**Work instructions**
Count the lines in the records that contain the string "negative", treating uppercase and lowercase as different, and reply with only the number.

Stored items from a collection

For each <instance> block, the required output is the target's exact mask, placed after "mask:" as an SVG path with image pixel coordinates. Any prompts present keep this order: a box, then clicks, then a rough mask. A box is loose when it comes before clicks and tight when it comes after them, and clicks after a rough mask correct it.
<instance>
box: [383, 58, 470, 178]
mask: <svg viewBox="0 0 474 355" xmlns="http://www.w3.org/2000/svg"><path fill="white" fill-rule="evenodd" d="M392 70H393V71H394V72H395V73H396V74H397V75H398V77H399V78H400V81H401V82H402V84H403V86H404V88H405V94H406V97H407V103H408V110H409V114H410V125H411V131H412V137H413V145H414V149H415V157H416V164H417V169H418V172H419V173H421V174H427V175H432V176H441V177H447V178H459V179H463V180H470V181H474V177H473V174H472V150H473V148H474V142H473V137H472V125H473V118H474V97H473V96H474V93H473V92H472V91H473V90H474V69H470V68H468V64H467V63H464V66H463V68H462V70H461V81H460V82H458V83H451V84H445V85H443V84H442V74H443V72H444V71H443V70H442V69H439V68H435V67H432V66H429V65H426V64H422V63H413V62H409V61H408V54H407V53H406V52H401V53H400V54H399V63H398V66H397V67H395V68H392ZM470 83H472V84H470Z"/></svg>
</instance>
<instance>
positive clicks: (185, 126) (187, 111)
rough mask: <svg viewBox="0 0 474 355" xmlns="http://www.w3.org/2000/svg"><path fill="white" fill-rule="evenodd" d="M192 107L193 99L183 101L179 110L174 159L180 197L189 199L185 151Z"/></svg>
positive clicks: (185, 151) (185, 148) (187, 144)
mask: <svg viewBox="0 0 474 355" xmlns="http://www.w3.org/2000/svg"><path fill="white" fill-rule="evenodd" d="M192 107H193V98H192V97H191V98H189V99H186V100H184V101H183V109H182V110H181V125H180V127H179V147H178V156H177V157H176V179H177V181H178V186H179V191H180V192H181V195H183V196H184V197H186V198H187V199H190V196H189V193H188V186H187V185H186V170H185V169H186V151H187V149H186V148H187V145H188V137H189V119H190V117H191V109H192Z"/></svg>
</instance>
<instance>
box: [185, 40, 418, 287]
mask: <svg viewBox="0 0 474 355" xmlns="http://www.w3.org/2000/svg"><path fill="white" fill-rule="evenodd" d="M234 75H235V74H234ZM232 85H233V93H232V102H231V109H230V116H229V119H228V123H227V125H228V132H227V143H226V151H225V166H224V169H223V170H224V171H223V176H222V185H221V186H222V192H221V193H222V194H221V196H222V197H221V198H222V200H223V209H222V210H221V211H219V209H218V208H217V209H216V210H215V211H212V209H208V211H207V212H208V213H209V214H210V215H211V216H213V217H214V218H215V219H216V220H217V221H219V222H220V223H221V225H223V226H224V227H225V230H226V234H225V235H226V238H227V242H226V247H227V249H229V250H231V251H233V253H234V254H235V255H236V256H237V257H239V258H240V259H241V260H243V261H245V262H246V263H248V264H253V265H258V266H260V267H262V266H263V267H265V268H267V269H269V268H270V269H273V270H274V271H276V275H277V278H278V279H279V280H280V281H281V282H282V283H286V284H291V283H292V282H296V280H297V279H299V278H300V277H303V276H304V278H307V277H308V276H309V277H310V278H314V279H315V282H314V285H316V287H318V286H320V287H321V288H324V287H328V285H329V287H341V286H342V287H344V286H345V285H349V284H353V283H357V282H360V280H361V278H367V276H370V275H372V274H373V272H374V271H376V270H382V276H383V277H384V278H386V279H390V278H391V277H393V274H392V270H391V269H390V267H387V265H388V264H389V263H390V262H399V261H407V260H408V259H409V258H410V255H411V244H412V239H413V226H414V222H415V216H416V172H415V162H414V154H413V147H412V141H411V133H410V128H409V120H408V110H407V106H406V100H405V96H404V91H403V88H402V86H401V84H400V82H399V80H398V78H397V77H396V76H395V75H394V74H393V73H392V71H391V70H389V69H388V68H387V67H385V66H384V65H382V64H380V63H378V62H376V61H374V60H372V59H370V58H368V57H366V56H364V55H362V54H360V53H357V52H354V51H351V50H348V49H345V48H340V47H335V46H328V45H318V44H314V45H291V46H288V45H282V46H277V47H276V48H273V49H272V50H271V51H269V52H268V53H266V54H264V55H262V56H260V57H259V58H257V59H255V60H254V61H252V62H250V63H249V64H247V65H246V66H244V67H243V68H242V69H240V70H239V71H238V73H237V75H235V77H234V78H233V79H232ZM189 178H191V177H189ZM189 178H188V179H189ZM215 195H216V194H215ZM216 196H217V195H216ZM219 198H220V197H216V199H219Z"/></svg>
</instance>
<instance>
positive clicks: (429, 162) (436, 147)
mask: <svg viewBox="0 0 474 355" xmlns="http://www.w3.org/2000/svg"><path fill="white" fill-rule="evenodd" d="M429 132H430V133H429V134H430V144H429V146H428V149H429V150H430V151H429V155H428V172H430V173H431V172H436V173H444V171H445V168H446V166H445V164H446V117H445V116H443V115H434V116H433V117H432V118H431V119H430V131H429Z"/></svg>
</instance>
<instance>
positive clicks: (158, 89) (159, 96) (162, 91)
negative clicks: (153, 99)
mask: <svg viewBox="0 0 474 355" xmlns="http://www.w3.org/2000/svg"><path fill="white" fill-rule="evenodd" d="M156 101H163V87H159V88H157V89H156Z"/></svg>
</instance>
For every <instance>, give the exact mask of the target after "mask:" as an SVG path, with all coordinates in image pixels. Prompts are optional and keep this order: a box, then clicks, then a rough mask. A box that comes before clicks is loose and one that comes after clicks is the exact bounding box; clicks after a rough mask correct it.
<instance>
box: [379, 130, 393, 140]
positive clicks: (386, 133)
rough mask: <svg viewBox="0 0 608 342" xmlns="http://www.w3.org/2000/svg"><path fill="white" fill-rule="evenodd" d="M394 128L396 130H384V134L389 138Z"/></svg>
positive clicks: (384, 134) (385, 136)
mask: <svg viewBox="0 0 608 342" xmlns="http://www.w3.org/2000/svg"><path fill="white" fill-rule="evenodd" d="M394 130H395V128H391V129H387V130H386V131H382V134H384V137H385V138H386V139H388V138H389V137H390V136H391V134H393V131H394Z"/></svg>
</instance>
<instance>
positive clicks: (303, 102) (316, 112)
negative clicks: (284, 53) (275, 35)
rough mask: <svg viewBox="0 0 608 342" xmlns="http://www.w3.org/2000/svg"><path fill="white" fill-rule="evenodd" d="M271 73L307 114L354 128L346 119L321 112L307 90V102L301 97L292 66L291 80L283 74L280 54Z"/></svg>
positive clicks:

**Answer space**
2